TOETREDINGSBIJDRAGEN VOOR VLABOTEX
TOETREDINGSBIJDRAGEN VOOR VLABOTEX
De toetreding gebeurt steeds op vrijwillige basis en geschiedt bij middel van een contractuele overeenkomst en bevat drie mogelijke luiken:
1. toetreding om de verplichtingen van het BPBP (Bodempreventie- en bodem- beheersplan) over te dragen;
2. toetreding om de saneringsplicht voor historische bodemverontreiniging, afkomstig van een droogkuisactiviteit, over te dragen en de sanering te laten uitvoeren;
3. toetreding om de sanering van gemengde en/of nieuwe bodemverontreiniging of andere (niet droogkuisgerelateerde) bodemverontreiniging te laten uitvoeren.
Alle hierna vermelde bijdragen zijn exclusief BTW.

> **Getoonde lijst**:
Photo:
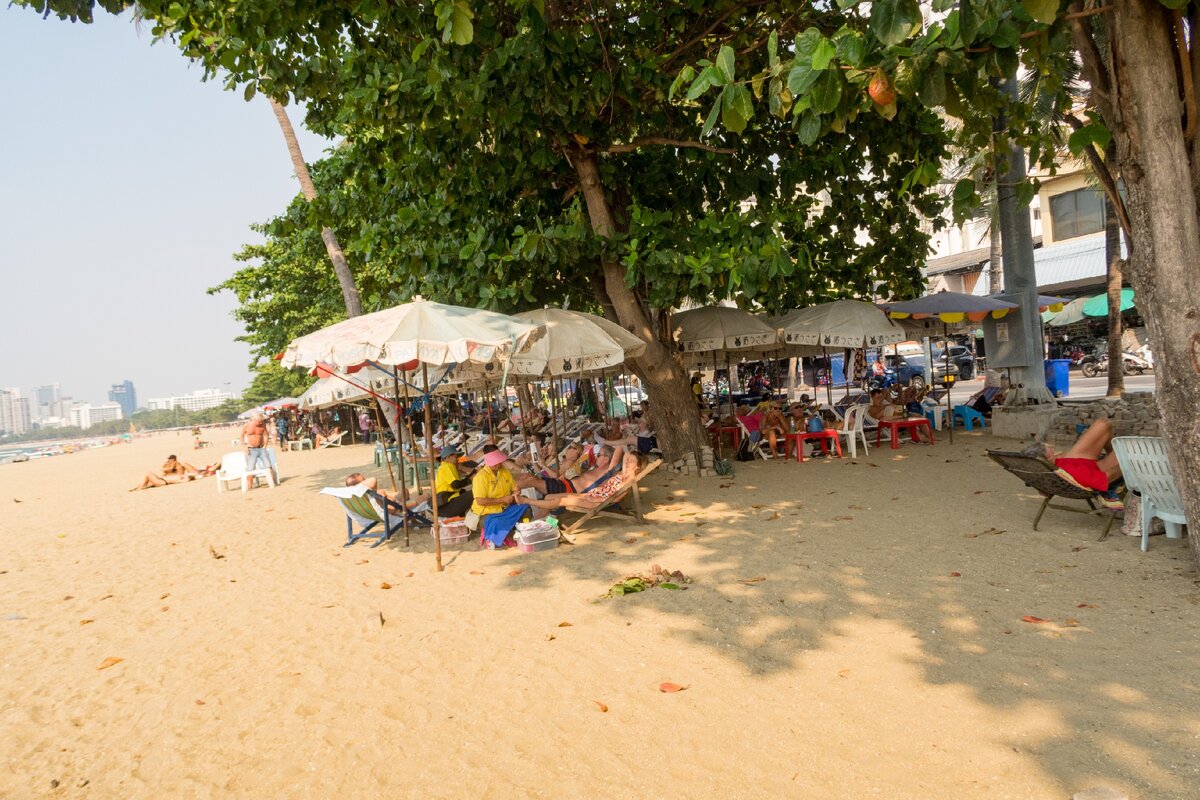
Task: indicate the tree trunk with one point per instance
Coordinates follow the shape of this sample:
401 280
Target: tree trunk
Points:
1113 254
673 413
1165 248
341 269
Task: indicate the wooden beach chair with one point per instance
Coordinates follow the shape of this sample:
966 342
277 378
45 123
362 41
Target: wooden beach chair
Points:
607 507
369 509
1039 475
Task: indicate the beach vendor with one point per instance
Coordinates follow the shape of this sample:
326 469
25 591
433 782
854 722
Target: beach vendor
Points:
1086 464
453 487
497 507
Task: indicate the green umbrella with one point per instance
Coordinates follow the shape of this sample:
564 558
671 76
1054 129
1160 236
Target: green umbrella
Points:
1098 306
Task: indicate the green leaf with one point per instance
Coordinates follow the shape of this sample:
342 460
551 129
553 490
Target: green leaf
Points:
827 91
933 88
685 74
823 54
725 62
809 128
737 108
894 20
1043 11
711 122
969 22
461 30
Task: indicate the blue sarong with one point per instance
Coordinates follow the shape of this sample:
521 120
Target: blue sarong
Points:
497 527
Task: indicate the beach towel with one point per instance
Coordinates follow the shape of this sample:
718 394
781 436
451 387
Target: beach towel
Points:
497 527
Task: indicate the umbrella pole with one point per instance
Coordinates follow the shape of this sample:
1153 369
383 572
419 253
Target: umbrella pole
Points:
946 352
429 444
720 437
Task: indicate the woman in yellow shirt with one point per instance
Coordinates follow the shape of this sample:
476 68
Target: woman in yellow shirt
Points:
492 487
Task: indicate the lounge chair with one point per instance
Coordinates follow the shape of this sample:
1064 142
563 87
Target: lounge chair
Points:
1039 475
606 507
1147 473
369 509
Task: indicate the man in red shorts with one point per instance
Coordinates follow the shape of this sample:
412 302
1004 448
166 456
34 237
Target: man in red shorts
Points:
1090 463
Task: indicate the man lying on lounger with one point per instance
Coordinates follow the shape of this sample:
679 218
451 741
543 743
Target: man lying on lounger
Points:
354 479
597 495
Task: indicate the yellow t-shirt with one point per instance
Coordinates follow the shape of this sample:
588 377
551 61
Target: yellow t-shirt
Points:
447 474
491 483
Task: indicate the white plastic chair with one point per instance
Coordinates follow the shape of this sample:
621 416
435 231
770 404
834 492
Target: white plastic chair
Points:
1147 471
852 429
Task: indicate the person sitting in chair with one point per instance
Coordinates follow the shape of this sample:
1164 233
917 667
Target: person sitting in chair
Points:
1086 464
598 494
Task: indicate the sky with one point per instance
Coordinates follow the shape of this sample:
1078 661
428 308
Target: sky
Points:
126 186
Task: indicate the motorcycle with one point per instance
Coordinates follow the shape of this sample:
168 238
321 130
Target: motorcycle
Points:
1131 365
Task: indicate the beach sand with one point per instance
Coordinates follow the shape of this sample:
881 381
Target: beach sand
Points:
853 630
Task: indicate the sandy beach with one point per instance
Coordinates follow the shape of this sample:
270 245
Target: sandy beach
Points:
853 630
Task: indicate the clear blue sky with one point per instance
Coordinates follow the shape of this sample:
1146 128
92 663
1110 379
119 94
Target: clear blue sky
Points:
126 185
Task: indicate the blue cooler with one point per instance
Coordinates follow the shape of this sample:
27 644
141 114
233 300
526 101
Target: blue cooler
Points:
1059 377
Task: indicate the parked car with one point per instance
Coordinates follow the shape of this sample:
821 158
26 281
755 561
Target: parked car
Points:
960 358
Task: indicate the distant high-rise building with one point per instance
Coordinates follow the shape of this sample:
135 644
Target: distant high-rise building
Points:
84 415
197 401
49 401
125 396
15 415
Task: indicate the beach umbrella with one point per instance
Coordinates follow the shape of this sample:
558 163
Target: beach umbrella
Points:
839 324
429 332
951 308
1098 306
414 336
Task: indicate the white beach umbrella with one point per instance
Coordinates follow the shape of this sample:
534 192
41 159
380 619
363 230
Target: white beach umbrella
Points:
427 332
574 343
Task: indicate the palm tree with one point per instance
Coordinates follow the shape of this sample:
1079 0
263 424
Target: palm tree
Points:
341 269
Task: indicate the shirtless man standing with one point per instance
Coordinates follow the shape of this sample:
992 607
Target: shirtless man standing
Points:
253 441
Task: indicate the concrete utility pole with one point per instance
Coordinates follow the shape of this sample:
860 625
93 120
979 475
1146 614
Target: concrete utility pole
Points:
1020 277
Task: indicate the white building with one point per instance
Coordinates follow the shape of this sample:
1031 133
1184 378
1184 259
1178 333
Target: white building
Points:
197 401
15 415
84 415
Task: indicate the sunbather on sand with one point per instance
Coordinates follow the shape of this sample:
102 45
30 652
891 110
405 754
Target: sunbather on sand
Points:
595 497
354 479
173 471
1085 465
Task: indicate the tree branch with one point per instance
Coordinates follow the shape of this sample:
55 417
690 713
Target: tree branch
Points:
1104 175
647 140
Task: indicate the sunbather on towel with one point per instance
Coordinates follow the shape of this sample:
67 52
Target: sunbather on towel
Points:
1085 465
597 495
354 479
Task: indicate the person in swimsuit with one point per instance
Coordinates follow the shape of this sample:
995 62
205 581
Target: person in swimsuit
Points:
1086 464
597 495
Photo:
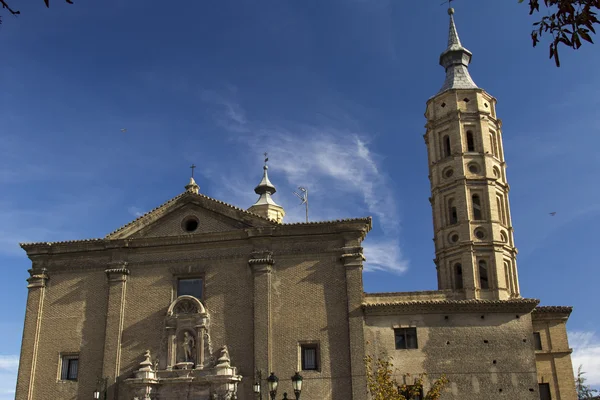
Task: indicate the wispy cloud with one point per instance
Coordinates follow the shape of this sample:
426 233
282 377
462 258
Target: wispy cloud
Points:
135 211
9 365
335 163
586 352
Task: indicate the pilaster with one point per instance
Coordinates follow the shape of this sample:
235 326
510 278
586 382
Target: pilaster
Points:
117 274
261 263
353 258
31 332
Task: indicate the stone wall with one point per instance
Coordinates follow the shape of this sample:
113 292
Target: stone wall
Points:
484 355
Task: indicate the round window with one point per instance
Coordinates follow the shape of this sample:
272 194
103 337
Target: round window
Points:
479 233
473 168
190 224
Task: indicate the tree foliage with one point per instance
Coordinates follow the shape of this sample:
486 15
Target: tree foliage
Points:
5 5
584 392
383 386
568 22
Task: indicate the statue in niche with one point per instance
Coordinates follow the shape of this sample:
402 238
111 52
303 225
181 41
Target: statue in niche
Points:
187 344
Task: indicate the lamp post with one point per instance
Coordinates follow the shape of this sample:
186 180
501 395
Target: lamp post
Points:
297 384
100 392
273 383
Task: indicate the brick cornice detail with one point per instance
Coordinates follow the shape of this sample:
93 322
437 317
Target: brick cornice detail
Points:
37 278
117 271
352 256
261 261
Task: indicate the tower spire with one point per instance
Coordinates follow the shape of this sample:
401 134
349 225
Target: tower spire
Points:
455 59
192 186
265 205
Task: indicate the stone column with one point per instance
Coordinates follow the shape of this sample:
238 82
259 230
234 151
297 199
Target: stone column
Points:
200 329
116 273
31 332
261 264
353 258
171 345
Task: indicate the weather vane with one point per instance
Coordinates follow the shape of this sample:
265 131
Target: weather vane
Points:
449 5
303 196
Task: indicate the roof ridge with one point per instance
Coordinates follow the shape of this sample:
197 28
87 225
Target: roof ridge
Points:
332 221
179 196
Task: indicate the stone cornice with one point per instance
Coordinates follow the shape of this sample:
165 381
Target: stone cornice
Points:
117 271
451 306
38 278
261 261
551 313
361 225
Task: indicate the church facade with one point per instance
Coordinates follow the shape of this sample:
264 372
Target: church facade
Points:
199 299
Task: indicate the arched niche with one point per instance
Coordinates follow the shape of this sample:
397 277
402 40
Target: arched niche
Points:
186 325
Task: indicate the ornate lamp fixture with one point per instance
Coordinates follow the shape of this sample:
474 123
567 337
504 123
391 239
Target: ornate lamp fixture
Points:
297 384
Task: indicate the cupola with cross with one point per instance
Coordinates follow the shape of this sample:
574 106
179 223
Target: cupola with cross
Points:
265 206
473 235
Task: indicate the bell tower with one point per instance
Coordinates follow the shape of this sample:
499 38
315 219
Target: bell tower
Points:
473 235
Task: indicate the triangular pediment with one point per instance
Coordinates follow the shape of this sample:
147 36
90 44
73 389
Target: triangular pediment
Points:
172 218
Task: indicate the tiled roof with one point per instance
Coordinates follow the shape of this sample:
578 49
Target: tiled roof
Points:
435 306
24 245
174 199
553 309
454 302
336 221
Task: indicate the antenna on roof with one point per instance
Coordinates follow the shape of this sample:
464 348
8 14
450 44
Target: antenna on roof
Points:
304 198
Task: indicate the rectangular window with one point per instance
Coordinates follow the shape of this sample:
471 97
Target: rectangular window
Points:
412 392
69 366
545 391
406 338
309 354
189 287
537 340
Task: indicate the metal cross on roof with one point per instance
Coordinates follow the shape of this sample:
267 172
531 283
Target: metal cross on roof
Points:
449 3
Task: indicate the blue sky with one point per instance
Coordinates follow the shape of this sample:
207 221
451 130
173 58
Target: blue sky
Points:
334 90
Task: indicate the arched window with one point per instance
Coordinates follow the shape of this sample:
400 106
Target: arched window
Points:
476 203
493 143
483 275
458 276
501 210
470 141
447 149
452 214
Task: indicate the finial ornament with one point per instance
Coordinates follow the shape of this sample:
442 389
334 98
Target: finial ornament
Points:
192 186
450 9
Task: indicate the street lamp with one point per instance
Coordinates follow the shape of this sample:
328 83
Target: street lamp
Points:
100 392
273 382
256 388
297 384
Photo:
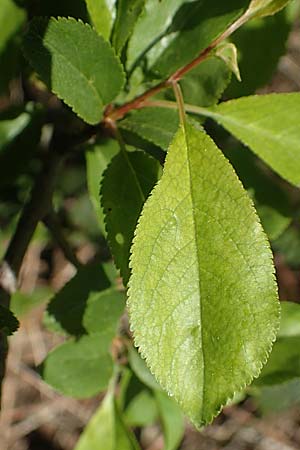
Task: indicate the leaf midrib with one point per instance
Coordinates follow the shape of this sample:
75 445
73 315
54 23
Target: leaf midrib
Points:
198 264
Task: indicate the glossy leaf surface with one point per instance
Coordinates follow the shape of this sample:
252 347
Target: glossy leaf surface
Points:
269 125
202 295
126 184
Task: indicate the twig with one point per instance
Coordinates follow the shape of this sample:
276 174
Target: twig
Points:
141 100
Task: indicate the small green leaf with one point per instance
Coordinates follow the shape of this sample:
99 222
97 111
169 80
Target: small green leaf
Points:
106 430
128 13
193 28
98 156
80 368
269 125
172 420
261 8
66 309
260 43
227 52
76 63
157 125
126 184
100 12
8 322
103 311
202 295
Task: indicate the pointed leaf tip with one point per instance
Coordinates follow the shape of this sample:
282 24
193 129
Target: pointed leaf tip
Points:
202 295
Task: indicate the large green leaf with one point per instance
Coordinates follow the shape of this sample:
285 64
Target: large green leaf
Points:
67 308
157 125
271 200
98 156
126 184
193 28
79 368
76 63
202 296
269 125
127 14
100 12
106 430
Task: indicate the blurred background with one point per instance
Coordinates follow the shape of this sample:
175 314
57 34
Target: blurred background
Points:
34 416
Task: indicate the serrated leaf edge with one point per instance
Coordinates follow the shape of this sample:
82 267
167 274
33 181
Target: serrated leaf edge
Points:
272 339
105 43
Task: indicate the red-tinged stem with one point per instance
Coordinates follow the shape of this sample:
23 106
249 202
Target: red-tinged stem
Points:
141 100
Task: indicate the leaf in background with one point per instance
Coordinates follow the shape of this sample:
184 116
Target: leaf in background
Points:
101 14
140 369
290 320
80 368
128 13
106 430
67 308
98 156
11 19
193 28
157 125
126 184
58 8
23 303
261 8
8 322
283 364
11 127
227 52
269 125
172 420
202 295
271 200
103 312
76 63
150 27
22 133
142 410
205 84
260 43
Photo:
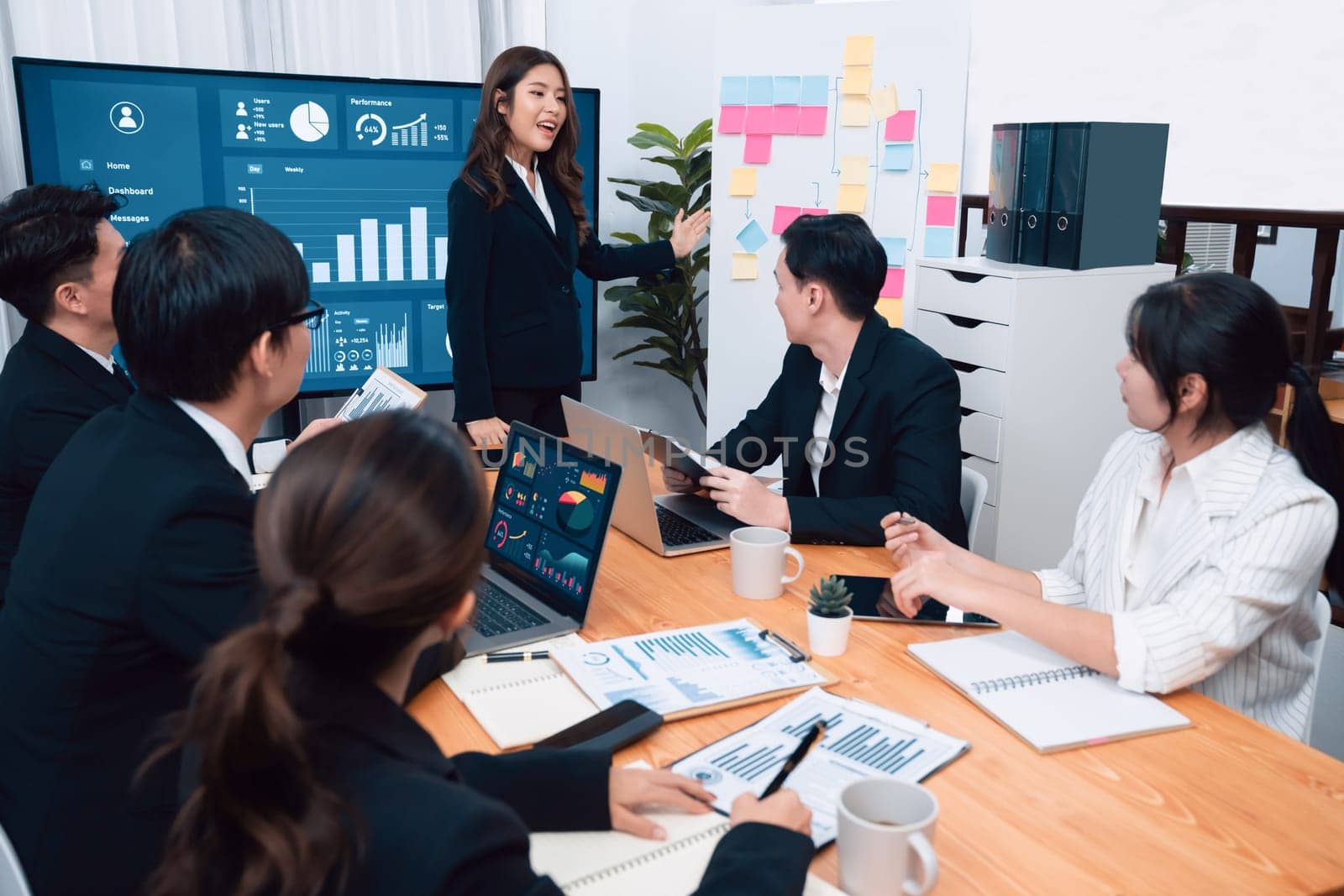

> **Schriftelijke opdracht**: Vat in de tekst over toetredingsbijdragen voor Vlabotex de alinea die begint met "De toetreding gebeurt steeds", samen met de drie genummerde luiken, samen als een beknopte opsomming. De lijst komt uit een andere bron.

> **Oplossing**:
Toetreding is altijd vrijwillig, loopt via een contract en kan drie luiken omvatten:
- overdracht van de verplichtingen van het BPBP (Bodempreventie- en bodembeheersplan);
- overdracht van de saneringsplicht voor historische bodemverontreiniging door een droogkuisactiviteit, en uitvoering van de sanering;
- uitvoering van de sanering van gemengde en/of nieuwe bodemverontreiniging of andere, niet-droogkuisgerelateerde bodemverontreiniging.